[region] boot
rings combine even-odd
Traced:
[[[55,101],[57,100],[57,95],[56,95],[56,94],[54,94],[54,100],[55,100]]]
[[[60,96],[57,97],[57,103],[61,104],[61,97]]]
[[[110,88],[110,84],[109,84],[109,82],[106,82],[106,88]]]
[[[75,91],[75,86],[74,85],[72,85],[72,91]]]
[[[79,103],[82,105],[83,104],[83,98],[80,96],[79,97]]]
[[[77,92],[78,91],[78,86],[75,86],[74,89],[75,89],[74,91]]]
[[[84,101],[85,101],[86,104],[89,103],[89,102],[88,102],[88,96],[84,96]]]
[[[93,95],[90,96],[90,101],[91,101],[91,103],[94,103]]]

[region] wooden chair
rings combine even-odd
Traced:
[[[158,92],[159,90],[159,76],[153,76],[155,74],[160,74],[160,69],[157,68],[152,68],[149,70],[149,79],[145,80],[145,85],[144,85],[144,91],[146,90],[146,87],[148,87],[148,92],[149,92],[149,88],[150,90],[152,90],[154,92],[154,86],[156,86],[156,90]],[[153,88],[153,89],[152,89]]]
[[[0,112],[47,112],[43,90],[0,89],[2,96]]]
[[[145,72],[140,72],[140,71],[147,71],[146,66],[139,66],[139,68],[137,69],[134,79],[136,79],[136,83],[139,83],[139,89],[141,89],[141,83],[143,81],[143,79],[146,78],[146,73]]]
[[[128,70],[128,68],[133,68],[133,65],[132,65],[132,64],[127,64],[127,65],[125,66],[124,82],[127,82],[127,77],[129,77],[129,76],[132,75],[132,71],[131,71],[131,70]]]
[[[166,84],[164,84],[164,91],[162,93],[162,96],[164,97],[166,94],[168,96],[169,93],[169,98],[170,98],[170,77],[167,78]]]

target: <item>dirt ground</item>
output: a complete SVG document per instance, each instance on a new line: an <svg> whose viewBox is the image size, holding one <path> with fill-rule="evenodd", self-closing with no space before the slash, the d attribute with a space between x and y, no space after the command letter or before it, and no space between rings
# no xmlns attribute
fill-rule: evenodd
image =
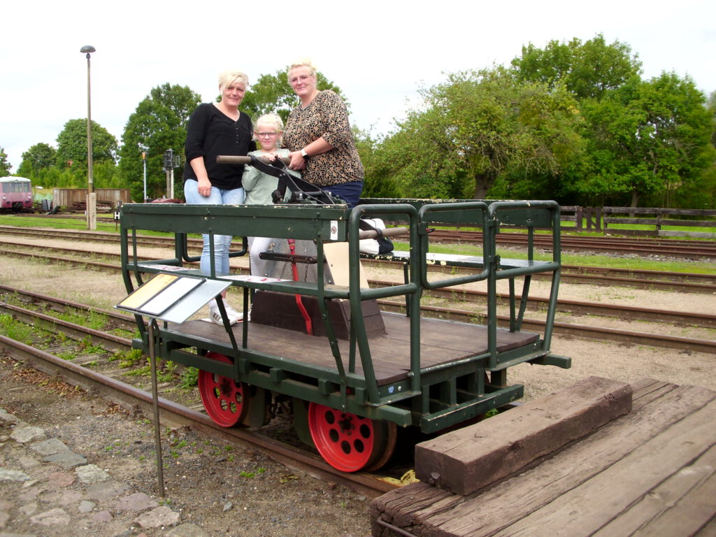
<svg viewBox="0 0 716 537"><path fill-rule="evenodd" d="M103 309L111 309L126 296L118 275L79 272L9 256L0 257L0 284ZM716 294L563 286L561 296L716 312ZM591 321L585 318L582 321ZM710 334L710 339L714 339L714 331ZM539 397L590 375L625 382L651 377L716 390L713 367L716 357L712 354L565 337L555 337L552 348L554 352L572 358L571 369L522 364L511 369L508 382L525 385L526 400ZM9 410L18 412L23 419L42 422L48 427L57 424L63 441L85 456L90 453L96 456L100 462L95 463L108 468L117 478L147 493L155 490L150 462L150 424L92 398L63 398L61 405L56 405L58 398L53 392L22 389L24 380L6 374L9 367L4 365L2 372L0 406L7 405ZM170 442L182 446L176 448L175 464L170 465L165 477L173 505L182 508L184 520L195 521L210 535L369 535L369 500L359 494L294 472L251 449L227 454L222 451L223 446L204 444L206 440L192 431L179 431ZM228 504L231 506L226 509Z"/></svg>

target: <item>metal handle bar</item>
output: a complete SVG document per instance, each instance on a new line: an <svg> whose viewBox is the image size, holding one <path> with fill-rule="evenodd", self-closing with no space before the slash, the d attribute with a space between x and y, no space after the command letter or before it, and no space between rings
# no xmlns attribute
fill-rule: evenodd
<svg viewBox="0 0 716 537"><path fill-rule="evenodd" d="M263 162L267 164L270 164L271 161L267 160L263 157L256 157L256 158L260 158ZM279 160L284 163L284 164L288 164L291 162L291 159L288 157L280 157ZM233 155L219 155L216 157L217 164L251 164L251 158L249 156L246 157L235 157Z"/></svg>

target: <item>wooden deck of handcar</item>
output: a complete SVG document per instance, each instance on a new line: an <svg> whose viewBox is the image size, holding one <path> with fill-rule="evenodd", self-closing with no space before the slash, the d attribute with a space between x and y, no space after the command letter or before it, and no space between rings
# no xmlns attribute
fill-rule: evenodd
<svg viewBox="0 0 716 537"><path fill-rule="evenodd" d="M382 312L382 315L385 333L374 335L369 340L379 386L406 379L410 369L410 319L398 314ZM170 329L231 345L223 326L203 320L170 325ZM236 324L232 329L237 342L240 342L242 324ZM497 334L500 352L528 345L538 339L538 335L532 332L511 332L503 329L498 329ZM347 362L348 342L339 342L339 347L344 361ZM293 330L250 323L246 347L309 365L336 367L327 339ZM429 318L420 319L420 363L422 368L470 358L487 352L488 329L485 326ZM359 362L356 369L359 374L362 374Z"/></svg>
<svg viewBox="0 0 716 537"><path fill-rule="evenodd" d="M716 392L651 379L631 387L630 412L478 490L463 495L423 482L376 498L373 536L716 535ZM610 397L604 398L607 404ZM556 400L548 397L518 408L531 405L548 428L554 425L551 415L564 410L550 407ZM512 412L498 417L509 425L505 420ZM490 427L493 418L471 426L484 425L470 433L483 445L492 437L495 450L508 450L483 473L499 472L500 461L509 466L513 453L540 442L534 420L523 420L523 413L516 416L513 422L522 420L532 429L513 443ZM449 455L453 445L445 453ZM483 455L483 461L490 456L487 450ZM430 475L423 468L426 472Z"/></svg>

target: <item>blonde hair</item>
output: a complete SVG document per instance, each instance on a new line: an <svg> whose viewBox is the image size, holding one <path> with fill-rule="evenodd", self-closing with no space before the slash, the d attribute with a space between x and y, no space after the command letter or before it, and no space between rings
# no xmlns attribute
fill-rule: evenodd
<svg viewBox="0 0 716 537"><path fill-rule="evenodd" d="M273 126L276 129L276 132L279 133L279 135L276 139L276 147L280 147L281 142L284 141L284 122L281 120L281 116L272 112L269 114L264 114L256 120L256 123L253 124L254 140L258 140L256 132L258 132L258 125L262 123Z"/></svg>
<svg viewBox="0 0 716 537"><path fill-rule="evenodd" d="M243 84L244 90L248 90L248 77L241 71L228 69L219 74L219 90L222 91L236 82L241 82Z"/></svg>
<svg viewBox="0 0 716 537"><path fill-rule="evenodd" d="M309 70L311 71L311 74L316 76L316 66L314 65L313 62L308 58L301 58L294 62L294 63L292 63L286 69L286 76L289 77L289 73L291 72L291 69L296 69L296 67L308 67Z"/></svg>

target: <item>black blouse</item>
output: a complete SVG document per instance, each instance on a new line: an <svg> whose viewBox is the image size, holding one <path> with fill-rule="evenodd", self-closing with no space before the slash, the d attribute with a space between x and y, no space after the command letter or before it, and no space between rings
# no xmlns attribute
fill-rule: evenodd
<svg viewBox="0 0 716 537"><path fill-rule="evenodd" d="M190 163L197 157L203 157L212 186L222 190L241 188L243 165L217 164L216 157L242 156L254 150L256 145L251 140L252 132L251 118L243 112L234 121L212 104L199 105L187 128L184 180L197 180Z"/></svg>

* _What is being asked_
Show every line above that contains the word "wooden".

* _Solution for this problem_
[region] wooden chair
target: <item>wooden deck of handcar</item>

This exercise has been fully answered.